**Activity:** What lines in the entries hold the string "overcast"? List them.

**Given information:**
------------------------------------------------------------

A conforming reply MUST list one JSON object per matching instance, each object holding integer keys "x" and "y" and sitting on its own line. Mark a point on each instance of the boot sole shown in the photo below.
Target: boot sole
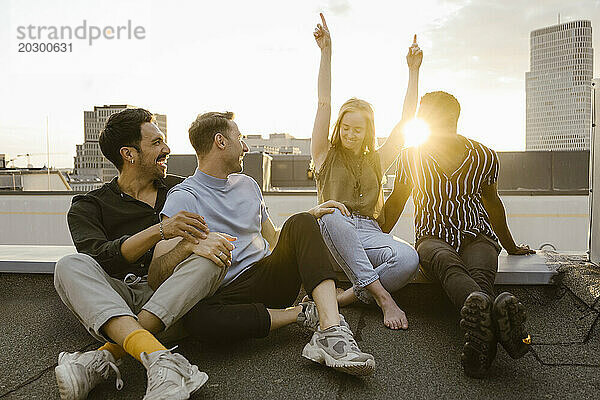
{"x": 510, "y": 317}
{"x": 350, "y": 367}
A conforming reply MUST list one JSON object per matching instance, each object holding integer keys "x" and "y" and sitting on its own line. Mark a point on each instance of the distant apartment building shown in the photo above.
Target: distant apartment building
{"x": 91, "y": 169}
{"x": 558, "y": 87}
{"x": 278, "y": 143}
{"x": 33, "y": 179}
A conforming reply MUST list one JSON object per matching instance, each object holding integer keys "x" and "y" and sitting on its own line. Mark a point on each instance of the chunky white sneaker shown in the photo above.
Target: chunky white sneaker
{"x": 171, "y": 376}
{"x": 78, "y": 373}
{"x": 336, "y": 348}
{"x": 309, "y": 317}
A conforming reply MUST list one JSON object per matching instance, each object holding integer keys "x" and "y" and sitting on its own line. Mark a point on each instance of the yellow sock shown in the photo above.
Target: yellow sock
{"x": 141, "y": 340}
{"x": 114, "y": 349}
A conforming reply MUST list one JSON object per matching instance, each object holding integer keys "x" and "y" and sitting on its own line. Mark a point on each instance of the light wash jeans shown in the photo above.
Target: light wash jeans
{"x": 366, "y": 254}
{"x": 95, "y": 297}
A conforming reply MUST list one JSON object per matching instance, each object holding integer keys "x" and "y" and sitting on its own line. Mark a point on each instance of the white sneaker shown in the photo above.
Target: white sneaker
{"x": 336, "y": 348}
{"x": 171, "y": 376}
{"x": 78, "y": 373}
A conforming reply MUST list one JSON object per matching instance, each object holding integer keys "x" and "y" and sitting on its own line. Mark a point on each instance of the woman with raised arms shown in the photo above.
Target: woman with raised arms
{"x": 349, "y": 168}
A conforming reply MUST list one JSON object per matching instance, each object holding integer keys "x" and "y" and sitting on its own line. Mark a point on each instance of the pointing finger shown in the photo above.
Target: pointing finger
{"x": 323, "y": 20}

------------------------------------------------------------

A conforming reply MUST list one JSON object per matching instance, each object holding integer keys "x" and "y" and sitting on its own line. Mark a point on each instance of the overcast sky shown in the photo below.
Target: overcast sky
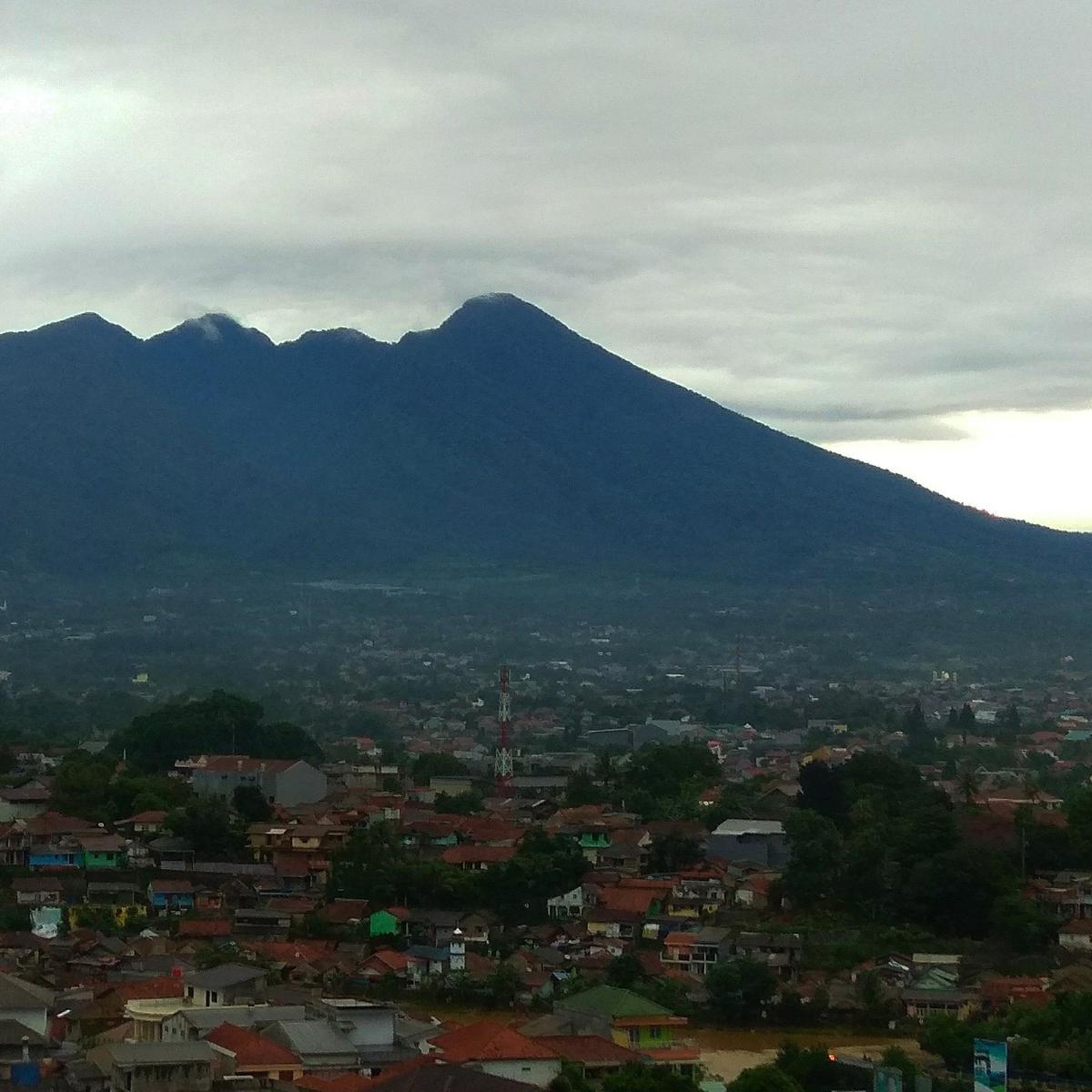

------------------------------------------------------------

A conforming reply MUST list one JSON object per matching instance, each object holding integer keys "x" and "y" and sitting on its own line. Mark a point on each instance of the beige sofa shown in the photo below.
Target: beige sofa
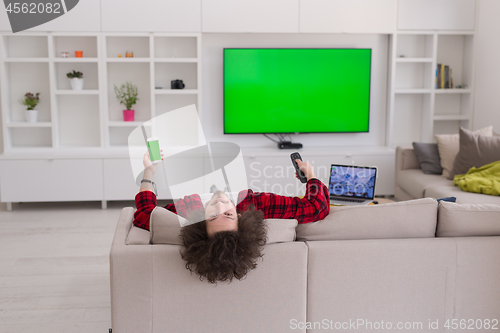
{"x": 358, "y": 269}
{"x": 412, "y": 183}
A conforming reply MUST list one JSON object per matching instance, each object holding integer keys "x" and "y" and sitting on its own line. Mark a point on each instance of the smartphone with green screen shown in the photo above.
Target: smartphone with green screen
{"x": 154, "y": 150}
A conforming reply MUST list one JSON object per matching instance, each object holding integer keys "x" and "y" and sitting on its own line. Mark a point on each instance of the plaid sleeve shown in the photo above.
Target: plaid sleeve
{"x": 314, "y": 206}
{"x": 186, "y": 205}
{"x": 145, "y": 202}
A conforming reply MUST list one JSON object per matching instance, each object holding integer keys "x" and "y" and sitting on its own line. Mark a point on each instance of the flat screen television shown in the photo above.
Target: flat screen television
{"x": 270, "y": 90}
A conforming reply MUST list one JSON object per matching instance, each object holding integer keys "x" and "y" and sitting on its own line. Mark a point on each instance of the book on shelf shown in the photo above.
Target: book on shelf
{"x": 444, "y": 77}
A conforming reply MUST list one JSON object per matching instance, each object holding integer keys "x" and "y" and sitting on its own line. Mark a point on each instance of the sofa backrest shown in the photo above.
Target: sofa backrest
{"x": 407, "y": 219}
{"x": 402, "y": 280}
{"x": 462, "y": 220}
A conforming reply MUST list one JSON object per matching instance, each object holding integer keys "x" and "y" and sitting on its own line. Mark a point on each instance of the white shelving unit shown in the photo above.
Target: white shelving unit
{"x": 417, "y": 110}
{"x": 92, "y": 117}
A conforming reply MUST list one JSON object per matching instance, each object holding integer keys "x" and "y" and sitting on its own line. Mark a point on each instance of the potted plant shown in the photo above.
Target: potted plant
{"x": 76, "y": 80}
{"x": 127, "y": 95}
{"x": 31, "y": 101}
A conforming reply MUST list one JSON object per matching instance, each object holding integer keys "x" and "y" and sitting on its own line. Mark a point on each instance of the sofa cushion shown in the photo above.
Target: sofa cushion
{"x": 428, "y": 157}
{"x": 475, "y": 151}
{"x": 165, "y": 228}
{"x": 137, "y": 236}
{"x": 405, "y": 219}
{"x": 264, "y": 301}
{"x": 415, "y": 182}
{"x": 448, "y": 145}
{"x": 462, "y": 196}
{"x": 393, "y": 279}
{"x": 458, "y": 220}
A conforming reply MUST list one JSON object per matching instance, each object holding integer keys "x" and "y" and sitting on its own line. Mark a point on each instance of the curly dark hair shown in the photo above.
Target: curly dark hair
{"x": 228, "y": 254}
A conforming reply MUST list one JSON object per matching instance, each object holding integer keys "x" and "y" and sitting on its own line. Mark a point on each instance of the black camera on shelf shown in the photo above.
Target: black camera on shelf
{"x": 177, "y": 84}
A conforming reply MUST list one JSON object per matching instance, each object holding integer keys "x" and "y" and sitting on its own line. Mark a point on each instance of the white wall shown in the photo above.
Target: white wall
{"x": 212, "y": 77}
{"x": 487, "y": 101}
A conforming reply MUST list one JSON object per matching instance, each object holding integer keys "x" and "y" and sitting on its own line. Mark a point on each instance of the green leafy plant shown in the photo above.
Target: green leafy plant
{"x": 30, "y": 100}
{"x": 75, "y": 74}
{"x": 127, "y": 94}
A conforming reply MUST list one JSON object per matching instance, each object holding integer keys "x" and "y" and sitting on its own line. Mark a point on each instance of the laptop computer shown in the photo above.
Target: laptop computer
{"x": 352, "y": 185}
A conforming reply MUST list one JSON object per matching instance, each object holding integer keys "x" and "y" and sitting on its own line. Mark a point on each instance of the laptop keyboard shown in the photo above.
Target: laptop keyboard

------------------------------------------------------------

**Response to the exercise:**
A conforming reply MUST list one JSON object per matching instance, each object holding integer keys "x" and "y" and sitting on its own line. Mark a point on each instance of the overcast sky shown in the photo below.
Target: overcast sky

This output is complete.